--- begin Page ---

The aggregate notional value of our swap agreements was $26,776,000 as of September 29, 2003. All of our swap agreements qualify as either cash flow or fair value hedges in accordance with SFAS No. 133. On a periodic basis, we adjust the fair market value of the swap agreements on the balance sheet and offset the amount of the change to other comprehensive income.  As of September 29, 2003, the fair value liability of the interest rate swaps was $2,279,202 and is recorded in other liabilities and deferred credits on the accompanying Balance Sheets.

 

8



 

6. Lease Termination Costs

 

As of December 30, 2002, we entered into negotiations to exit five signed leases for Bamboo Club locations where we had not yet built the restaurant. On December 30, 2002, we accrued $665,000 as an estimate of the cost to exit three of these locations. During the first half of 2003, we settled two of the three locations and paid approximately $378,000 to formally terminate the leases.  A lawsuit for breach of contract was filed on the third location in Fairfax, Virginia, during the quarter ended September 29, 2003.  We are in the process of responding to this lawsuit.

 

Also during the first half of 2003, we expensed $25,000 in advanced rents for a fourth location in Columbus, Ohio.  Negotiations on this location have been concluded and the original lease agreement has been amended. We expect to open the restaurant in late 2004.  Additionally, we reached a settlement for a fifth Bamboo Club location in Raleigh, North Carolina, which had previously been the subject of litigation.  The settlement will, among other things, obligate us to open this location by December 31, 2003, reduce the lease term from 15 to 10 years, and result in our paying up to $100,000 of the landlord’s legal fees.

 

7. Asset Impairments and Other

 

During the quarter ended September 29, 2003, we made the decision to close a Redfish Seafood Grill and Bar location in Denver, Colorado, and enter into a sublease with an individual who will operate a separate business at this location. The original rent expense for this lease will exceed the sublease revenue we will receive by approximately $50,000 annually for approximately the next 7 years.  Pursuant to SFAS No. 146, we have accrued $250,000, which represents the present value (discounted at 8%), of the expected shortfall.  Additionally, we accrued approximately $128,000 for the impairment of the remaining assets of this location and other losses we expect to incur associated with the closure of this restaurant. We also recorded a write-off of $150,000 for goodwill allocated to this restaurant.

 

We periodically evaluate our assets for impairment.  During the quarter ended September 29, 2003, we impaired the assets of a Bamboo Club located in Newport, Kentucky, based upon its past and current financial results.  We recorded an asset impairment of $1,200,000 for those assets that we do not expect to recover our investment. We also recorded a write-down of $300,000 for goodwill allocated to this location.

--- end Page ---

Written exercise 1: List each line of the entries below that contains the string "office". Matching is case-sensitive.

--- begin Data records ---

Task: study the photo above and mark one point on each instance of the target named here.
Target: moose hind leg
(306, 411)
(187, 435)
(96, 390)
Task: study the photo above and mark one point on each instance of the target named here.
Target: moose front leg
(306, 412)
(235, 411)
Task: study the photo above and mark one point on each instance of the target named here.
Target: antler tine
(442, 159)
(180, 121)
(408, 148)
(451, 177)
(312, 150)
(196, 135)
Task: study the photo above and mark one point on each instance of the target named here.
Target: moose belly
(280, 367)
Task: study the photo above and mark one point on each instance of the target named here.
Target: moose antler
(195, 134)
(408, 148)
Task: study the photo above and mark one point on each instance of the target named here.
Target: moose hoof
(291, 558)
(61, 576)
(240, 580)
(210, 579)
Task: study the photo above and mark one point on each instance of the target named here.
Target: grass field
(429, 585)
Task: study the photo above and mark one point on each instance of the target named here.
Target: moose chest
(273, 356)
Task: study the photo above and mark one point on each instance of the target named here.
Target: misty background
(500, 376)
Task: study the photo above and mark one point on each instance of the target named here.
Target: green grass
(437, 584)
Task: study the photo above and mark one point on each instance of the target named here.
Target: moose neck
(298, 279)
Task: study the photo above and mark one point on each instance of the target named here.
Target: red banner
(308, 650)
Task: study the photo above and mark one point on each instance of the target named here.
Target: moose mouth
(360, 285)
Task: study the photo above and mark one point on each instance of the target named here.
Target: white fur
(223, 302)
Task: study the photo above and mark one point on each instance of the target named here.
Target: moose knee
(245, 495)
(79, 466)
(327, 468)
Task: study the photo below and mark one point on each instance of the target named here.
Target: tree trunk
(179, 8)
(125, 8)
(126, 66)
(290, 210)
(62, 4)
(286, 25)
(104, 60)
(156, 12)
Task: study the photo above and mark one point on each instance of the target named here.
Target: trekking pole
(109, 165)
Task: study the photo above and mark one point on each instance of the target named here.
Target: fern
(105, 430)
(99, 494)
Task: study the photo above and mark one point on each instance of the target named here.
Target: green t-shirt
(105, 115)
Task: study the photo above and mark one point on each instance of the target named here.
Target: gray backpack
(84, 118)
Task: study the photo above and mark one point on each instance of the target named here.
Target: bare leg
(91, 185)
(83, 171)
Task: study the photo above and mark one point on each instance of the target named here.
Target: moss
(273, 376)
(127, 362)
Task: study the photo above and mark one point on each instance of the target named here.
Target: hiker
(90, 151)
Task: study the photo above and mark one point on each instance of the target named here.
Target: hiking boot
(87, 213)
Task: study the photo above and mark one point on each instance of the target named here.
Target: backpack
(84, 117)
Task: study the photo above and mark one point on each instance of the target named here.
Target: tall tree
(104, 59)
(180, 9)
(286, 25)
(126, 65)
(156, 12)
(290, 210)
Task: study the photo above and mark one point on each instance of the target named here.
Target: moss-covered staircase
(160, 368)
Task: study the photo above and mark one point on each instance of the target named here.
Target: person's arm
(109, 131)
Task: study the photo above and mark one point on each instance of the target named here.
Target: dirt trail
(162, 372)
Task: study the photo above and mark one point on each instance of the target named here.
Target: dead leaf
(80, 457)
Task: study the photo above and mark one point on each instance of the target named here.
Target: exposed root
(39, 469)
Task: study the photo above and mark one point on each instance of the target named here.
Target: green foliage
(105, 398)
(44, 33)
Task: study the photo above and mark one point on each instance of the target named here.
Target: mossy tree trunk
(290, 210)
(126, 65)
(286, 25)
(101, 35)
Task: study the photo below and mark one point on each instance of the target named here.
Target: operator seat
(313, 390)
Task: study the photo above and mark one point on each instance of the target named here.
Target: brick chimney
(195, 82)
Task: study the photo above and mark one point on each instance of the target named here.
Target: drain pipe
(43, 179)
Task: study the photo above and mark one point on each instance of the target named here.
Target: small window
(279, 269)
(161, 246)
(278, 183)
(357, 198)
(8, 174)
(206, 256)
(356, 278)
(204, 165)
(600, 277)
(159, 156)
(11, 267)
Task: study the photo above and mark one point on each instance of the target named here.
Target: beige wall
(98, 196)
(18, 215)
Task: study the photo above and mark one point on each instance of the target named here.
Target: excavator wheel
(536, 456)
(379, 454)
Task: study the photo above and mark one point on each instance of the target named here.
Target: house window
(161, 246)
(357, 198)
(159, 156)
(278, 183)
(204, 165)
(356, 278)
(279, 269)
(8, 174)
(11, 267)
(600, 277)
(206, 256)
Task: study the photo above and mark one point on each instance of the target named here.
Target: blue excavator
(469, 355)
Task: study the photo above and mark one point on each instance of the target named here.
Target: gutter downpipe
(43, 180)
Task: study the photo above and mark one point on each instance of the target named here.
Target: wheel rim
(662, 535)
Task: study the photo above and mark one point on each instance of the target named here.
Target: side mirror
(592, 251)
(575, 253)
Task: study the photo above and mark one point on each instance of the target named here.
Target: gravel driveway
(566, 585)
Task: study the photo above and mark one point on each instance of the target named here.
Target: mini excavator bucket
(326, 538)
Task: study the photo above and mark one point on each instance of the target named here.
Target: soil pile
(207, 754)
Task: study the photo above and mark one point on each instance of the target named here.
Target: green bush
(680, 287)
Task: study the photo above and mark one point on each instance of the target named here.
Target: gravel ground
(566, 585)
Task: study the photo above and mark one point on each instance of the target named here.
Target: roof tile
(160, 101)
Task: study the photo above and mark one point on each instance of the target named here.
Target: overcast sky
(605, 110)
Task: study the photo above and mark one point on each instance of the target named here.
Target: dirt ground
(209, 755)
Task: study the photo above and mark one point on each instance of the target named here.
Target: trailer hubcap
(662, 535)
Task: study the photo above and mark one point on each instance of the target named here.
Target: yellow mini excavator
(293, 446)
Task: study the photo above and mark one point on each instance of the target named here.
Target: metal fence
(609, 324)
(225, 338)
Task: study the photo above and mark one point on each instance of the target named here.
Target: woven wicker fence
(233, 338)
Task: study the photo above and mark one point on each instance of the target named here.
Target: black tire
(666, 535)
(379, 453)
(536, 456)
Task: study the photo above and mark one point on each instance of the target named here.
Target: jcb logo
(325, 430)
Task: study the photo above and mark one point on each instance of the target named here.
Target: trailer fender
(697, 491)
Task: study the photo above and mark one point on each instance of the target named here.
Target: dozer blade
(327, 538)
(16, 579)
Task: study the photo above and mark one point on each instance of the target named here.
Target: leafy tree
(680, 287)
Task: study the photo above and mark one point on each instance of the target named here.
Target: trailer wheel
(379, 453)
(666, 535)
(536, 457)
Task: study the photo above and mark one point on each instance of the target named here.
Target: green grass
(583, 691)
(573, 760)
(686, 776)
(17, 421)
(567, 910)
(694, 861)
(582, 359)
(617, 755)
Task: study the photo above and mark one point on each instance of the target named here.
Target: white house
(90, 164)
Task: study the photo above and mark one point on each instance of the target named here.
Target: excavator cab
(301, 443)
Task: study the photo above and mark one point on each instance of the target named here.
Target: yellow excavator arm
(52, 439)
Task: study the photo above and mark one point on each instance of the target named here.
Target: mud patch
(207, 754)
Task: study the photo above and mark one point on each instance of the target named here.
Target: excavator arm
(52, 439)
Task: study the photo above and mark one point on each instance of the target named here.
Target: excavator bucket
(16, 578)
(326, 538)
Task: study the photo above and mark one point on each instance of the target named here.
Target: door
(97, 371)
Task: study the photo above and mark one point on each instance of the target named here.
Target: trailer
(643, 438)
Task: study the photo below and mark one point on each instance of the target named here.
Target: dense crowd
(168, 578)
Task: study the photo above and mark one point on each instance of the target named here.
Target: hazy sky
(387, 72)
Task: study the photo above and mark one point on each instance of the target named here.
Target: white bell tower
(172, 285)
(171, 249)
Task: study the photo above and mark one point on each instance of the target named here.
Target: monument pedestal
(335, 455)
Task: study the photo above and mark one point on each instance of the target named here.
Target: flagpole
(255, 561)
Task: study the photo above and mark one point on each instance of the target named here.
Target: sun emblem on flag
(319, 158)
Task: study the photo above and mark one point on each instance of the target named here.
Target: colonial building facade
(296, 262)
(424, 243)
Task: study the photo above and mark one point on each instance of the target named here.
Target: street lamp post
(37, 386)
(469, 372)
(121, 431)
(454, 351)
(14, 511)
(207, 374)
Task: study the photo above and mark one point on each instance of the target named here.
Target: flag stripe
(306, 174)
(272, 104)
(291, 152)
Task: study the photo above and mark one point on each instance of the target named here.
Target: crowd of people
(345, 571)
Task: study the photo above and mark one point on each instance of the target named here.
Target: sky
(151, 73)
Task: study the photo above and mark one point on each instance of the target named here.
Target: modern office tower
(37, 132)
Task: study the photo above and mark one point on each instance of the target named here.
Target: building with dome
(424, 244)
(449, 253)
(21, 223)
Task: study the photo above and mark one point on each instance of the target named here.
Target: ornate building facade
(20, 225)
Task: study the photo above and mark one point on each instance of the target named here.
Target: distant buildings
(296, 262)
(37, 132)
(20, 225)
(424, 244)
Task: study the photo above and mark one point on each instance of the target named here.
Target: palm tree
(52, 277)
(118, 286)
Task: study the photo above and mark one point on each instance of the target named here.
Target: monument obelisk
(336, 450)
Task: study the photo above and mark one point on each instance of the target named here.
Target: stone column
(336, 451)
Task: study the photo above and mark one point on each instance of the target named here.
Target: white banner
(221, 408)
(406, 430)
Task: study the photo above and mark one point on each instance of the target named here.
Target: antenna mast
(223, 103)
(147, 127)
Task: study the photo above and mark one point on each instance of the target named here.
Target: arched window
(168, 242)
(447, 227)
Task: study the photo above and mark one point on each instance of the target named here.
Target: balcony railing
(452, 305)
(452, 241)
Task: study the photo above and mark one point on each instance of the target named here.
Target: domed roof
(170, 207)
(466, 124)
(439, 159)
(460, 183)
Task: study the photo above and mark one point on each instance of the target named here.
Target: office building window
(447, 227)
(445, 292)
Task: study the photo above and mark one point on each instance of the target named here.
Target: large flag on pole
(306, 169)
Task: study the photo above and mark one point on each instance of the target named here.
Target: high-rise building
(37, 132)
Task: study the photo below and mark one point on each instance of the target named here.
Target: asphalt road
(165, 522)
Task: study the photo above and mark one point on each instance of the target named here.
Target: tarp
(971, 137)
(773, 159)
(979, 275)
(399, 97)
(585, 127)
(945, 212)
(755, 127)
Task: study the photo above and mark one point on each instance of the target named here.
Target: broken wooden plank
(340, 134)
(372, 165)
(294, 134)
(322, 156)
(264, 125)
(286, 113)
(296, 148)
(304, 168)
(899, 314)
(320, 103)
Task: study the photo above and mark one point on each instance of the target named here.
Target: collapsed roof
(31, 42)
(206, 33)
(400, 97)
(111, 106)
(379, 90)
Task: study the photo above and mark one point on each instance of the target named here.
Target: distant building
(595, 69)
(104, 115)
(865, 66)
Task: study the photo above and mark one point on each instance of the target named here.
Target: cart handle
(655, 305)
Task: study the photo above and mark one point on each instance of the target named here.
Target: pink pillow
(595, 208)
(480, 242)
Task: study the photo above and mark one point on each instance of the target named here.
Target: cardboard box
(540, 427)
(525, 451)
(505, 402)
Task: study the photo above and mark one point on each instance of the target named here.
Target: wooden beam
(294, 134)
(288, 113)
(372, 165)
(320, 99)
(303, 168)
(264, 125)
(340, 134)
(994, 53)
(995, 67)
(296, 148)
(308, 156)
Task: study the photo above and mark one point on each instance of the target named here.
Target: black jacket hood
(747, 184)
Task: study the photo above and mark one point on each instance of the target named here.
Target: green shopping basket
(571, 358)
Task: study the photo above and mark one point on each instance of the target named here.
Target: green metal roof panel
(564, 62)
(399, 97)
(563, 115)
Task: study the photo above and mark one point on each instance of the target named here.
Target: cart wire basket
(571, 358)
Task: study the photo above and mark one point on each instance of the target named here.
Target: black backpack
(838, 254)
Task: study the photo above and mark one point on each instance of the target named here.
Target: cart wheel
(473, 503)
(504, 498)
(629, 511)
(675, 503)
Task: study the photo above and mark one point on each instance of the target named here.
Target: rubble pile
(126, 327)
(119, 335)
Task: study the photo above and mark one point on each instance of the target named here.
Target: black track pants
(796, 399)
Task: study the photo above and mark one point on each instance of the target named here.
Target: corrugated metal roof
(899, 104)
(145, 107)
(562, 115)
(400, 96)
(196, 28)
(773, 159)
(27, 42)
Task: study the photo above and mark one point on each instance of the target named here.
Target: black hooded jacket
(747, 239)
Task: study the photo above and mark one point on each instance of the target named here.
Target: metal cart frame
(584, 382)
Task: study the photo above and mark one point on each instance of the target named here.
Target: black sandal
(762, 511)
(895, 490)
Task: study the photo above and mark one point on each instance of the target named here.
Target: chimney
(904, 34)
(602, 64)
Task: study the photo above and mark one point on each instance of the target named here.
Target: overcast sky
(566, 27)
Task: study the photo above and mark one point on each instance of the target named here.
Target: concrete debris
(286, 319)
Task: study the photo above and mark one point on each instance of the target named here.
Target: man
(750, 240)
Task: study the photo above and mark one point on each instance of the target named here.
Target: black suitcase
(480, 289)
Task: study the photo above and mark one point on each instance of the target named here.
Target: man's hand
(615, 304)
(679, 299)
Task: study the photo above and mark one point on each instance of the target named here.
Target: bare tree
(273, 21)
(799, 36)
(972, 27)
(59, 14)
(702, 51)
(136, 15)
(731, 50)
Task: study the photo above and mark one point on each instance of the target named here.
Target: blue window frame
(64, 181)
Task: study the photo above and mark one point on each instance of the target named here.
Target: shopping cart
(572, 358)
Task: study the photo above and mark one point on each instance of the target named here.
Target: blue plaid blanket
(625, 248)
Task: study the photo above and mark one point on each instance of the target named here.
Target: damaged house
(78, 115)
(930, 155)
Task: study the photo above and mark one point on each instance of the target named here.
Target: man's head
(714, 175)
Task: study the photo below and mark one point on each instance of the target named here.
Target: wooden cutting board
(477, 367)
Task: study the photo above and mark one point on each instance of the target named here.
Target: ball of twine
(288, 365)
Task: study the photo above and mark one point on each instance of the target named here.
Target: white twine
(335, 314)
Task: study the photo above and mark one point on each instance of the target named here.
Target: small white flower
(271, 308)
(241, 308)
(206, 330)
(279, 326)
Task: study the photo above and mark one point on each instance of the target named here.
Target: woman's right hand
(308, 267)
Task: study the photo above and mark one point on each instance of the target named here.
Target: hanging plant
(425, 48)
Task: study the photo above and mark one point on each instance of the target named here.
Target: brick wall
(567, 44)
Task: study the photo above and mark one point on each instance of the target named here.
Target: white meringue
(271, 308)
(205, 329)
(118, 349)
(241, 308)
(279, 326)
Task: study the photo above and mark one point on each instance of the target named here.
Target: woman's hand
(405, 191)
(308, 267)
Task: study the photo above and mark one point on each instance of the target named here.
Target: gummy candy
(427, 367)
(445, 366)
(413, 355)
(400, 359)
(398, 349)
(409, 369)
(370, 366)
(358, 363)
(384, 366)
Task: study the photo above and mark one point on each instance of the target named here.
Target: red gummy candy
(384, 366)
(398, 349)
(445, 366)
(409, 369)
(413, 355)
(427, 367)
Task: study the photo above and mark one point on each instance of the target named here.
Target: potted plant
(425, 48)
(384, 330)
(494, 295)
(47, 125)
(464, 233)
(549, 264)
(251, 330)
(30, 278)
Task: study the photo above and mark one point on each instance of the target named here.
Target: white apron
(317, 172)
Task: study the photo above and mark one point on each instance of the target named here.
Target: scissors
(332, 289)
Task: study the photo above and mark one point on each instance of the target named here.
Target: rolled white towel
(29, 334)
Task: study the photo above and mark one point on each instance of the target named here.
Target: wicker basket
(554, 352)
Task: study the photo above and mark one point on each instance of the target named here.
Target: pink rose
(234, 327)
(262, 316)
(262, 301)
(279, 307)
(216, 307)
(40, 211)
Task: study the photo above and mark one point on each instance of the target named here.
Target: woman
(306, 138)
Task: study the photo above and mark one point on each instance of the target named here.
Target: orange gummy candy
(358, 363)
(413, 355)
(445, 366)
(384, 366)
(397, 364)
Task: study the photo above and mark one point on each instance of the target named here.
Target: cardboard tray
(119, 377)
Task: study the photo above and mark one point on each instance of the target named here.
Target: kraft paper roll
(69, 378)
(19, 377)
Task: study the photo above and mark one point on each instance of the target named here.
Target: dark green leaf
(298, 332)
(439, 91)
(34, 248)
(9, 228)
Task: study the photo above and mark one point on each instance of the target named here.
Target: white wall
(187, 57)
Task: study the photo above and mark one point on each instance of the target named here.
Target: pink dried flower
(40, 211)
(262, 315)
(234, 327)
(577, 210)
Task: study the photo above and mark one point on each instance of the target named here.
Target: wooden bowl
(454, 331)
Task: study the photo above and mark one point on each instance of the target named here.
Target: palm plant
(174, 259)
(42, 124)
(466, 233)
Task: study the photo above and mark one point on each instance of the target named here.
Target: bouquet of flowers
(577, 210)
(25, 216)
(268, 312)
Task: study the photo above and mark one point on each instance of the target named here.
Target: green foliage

--- end Data records ---

Written exercise 2: Decide whether each statement agrees with the financial notes above, answering yes or no and quoting the deciding words of the notes. (a) The Raleigh settlement shortens the lease term from 15 to 10 years. (b) The location in Newport, Kentucky, is a Redfish Seafood Grill and Bar. (c) The Denver shortfall accrual was discounted at 10%.

Full solution 1:
Target: modern office tower
Target: office building window

Full solution 2:
(a) Yes: "reduce the lease term from 15 to 10 years"
(b) No: "we impaired the assets of a Bamboo Club located in Newport, Kentucky"
(c) No: "represents the present value (discounted at 8%), of the expected shortfall"